---- Quoted text
It's no fun at all, as you can see...

Vroom!  Vroom!
Here is my plan: I bought a King sized package of 80/20 cotton/poly quilt batting from JoAnn's that measures 120" x 120".  I pieced together a 116" x 116" practice quilt top from 3.25 yard lengths of three different fabrics -- a cheerful yellow, hot pink, and a blue-green batik.  Just because I'm practicing doesn't mean I need to be looking at drab, boring fabric.  The backing is plain muslin.  I loaded up this enormous practice quilt on my longarm frame and I am going to spend at least 30 minutes every day until the whole thing is covered in quilt scribbles.  Once that's done, I'm going to put a REAL quilt on the machine, ready or not.

Even with everything else demanding my attention over the past few weeks, I would have loaded something on the machine and started playing sooner, but I was confused about the loading process because I've never actually seen anyone do it before.  When you take a workshop or demo a machine at a quilt show, they already have the quilt loaded on the frame when you get there.  The photos in the APQS manual are small and low resolution so it's difficult to see exactly what you're supposed to be doing and how things are oriented.  I ended up watching a few APQS videos on YouTube as well as reading through the partial float quilt loading instructions in my manual, but there are so many different methods out there...  Zipper systems, grippers with dowels sewn into the leaders...
--------
Given problem 1:
Could you turn the paragraph of the quilting post that begins "Here is my plan" into a short list that keeps its main facts?
Given problem 2:
Write out the stretch of the quilting post from "It's no fun" through "ready or not.", word for word.
The rows aren't needed for any of this work.
---- Extracted entries
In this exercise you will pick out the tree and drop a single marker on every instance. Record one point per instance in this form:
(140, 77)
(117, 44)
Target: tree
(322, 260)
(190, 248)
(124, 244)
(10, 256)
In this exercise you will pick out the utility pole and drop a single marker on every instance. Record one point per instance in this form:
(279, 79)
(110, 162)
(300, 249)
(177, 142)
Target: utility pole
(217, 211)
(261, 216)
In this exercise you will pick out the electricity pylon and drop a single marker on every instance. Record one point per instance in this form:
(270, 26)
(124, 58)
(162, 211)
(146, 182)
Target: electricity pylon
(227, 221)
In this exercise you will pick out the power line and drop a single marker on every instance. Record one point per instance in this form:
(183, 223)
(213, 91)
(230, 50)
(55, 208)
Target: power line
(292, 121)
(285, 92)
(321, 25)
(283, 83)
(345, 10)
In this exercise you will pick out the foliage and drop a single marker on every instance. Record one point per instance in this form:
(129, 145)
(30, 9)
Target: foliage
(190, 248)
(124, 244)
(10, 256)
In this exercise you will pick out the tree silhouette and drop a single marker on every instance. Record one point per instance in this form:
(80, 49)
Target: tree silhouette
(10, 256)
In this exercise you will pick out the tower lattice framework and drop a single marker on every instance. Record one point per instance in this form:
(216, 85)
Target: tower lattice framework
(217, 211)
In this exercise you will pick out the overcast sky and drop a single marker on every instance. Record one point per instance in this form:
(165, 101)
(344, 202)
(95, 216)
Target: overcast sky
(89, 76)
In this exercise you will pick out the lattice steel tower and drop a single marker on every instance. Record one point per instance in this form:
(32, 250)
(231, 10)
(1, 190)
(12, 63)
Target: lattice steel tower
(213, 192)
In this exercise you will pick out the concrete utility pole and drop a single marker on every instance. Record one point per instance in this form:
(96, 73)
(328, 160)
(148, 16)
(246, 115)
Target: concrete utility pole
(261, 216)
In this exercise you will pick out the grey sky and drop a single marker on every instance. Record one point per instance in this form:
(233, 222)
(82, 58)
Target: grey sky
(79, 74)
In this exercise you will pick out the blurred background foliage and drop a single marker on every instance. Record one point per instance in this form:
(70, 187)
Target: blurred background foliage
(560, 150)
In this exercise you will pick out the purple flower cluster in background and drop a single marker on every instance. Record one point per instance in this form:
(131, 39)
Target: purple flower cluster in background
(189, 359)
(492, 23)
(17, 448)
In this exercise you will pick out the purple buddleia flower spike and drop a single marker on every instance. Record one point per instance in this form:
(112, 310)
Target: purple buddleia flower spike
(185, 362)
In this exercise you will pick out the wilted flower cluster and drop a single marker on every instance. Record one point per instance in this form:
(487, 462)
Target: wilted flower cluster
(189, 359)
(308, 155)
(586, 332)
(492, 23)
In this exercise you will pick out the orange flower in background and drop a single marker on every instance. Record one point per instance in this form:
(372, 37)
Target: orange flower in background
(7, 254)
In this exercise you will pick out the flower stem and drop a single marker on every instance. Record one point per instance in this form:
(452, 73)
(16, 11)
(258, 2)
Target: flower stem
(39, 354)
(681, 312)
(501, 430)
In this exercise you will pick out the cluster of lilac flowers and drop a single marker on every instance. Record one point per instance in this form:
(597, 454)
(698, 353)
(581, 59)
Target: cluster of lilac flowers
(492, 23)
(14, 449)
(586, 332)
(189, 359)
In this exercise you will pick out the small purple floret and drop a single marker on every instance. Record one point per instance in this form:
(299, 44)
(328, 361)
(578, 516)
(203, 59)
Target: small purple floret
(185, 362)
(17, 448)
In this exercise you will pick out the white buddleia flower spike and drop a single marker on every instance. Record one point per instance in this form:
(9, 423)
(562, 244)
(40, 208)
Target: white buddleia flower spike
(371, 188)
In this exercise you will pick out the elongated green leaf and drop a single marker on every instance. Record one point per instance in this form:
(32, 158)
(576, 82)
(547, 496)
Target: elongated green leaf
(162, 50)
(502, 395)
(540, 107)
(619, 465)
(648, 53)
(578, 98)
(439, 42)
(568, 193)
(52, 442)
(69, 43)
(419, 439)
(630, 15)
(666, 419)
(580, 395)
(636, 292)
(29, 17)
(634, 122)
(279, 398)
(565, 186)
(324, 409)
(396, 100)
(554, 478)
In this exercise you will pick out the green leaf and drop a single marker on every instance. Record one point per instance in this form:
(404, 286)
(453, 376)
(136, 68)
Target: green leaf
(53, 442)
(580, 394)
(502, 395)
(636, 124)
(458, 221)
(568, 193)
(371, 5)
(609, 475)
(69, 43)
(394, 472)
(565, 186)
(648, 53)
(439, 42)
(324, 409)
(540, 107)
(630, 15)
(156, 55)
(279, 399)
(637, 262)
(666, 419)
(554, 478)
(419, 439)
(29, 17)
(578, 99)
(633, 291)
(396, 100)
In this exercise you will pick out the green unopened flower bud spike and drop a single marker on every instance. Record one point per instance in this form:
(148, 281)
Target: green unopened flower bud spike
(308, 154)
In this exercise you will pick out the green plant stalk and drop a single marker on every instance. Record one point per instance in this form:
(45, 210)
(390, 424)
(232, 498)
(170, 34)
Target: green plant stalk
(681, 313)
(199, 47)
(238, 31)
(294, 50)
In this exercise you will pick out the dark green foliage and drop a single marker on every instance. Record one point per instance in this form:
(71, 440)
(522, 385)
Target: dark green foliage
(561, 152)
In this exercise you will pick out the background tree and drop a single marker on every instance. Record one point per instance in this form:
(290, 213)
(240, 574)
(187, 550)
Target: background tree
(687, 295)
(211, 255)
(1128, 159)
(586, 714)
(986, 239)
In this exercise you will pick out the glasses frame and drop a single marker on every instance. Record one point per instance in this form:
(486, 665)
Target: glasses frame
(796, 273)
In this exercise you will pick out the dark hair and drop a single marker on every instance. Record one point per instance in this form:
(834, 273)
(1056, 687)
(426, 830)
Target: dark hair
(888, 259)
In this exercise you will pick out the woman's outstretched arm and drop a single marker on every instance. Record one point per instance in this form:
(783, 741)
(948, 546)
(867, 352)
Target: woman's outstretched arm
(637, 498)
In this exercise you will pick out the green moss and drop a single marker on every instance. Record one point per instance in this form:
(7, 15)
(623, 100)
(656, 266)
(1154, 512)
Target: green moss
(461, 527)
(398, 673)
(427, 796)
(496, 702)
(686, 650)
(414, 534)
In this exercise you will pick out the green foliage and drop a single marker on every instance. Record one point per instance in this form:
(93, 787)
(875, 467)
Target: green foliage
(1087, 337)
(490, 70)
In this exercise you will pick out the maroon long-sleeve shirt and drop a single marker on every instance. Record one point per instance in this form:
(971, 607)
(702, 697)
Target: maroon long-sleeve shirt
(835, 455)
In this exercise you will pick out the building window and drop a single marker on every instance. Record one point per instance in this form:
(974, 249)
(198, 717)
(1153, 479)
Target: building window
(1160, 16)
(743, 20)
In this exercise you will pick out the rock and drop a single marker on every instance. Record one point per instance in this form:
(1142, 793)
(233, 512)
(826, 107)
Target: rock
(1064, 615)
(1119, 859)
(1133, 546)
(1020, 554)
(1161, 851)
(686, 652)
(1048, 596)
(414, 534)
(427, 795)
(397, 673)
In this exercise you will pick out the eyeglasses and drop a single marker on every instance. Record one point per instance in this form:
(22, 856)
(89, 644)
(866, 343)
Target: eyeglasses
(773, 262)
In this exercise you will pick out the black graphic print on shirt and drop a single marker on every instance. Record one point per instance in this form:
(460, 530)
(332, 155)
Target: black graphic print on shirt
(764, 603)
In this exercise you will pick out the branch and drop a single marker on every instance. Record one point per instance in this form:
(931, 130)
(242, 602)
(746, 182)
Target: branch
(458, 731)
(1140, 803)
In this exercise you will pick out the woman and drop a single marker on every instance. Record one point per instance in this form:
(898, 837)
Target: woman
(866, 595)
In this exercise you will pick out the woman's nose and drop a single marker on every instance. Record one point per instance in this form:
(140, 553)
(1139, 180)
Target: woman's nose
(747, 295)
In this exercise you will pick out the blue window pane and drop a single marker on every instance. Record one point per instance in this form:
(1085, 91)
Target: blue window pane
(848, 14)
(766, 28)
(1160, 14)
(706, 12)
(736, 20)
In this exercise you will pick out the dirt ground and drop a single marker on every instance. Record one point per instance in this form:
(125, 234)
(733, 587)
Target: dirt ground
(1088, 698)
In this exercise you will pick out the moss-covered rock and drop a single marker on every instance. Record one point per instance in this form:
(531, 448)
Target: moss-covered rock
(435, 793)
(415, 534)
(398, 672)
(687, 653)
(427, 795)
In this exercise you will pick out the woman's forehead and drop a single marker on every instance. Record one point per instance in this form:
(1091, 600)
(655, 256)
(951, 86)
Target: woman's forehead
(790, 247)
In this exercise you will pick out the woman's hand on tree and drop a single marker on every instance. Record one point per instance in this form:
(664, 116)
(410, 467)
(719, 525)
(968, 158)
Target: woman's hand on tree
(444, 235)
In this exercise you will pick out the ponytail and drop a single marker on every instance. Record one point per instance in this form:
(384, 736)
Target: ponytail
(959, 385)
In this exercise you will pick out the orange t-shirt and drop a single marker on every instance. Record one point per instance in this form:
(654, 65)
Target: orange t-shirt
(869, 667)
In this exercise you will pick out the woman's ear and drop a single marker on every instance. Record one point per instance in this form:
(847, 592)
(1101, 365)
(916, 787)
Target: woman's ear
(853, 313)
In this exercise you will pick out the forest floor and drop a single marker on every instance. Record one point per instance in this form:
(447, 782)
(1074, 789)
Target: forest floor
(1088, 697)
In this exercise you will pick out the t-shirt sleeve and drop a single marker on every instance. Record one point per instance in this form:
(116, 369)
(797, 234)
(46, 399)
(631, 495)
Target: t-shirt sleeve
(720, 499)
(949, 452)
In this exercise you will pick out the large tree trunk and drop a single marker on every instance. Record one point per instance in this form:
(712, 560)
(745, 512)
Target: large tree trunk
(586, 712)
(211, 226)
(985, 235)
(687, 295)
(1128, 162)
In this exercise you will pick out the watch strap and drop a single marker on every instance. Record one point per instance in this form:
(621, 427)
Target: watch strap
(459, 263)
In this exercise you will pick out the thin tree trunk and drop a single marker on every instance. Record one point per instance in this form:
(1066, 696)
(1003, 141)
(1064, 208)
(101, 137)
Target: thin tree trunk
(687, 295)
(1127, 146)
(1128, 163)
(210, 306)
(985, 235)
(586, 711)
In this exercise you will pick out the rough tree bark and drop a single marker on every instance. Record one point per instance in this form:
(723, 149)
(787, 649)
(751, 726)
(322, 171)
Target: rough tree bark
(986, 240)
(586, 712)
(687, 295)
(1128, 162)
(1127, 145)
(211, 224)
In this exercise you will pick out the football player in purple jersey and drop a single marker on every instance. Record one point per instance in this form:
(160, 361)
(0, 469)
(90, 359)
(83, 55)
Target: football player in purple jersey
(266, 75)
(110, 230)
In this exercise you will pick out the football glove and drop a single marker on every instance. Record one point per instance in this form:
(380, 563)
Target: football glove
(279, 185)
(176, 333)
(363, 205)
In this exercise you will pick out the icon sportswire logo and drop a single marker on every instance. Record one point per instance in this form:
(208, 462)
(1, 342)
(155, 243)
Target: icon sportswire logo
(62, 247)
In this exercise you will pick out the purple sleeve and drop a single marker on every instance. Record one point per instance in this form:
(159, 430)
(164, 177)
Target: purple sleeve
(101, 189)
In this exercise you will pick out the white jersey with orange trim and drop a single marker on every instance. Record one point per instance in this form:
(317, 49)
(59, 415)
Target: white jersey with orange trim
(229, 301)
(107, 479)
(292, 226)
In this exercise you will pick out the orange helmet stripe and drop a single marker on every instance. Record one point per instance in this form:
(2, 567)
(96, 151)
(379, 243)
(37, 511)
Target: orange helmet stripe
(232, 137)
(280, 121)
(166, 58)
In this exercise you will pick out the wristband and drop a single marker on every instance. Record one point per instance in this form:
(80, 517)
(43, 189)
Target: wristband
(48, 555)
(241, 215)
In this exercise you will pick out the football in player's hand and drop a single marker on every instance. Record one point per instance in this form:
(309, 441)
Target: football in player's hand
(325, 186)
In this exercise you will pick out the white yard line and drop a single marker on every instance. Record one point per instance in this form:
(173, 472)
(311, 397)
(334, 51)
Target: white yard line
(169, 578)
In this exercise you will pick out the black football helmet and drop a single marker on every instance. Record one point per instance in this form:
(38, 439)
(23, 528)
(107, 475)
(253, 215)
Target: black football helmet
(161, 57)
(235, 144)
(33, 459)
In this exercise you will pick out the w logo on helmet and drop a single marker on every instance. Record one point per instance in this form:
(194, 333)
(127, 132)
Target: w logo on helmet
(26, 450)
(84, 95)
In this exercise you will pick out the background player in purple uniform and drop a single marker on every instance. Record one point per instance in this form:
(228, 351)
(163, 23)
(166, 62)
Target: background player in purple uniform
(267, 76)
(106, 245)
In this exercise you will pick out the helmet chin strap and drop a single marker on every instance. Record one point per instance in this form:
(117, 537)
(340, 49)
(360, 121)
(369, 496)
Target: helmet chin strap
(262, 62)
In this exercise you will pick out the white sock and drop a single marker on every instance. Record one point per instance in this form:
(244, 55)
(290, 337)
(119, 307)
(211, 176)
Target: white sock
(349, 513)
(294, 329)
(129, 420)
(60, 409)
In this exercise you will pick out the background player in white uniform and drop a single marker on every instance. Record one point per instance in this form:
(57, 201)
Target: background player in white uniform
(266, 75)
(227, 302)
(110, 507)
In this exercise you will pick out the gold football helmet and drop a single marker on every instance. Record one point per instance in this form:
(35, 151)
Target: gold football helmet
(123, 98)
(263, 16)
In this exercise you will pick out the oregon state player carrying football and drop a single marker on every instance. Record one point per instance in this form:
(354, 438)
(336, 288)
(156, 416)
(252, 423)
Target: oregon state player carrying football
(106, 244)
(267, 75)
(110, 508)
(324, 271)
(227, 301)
--------
Final result 1:
- Bought a king-size package of 80/20 cotton/poly quilt batting from JoAnn's, measuring 120" x 120".
- Pieced a 116" x 116" practice quilt top from 3.25-yard lengths of three fabrics: a cheerful yellow, hot pink, and a blue-green batik (practice is no reason to look at drab fabric).
- Used plain muslin for the backing.
- Loaded the practice quilt on the longarm frame, with a plan to spend at least 30 minutes every day until it's covered in quilt scribbles.
- After that, a real quilt goes on the machine, ready or not.

Final result 2:
It's no fun at all, as you can see...

Vroom!  Vroom!
Here is my plan: I bought a King sized package of 80/20 cotton/poly quilt batting from JoAnn's that measures 120" x 120".  I pieced together a 116" x 116" practice quilt top from 3.25 yard lengths of three different fabrics -- a cheerful yellow, hot pink, and a blue-green batik.  Just because I'm practicing doesn't mean I need to be looking at drab, boring fabric.  The backing is plain muslin.  I loaded up this enormous practice quilt on my longarm frame and I am going to spend at least 30 minutes every day until the whole thing is covered in quilt scribbles.  Once that's done, I'm going to put a REAL quilt on the machine, ready or not.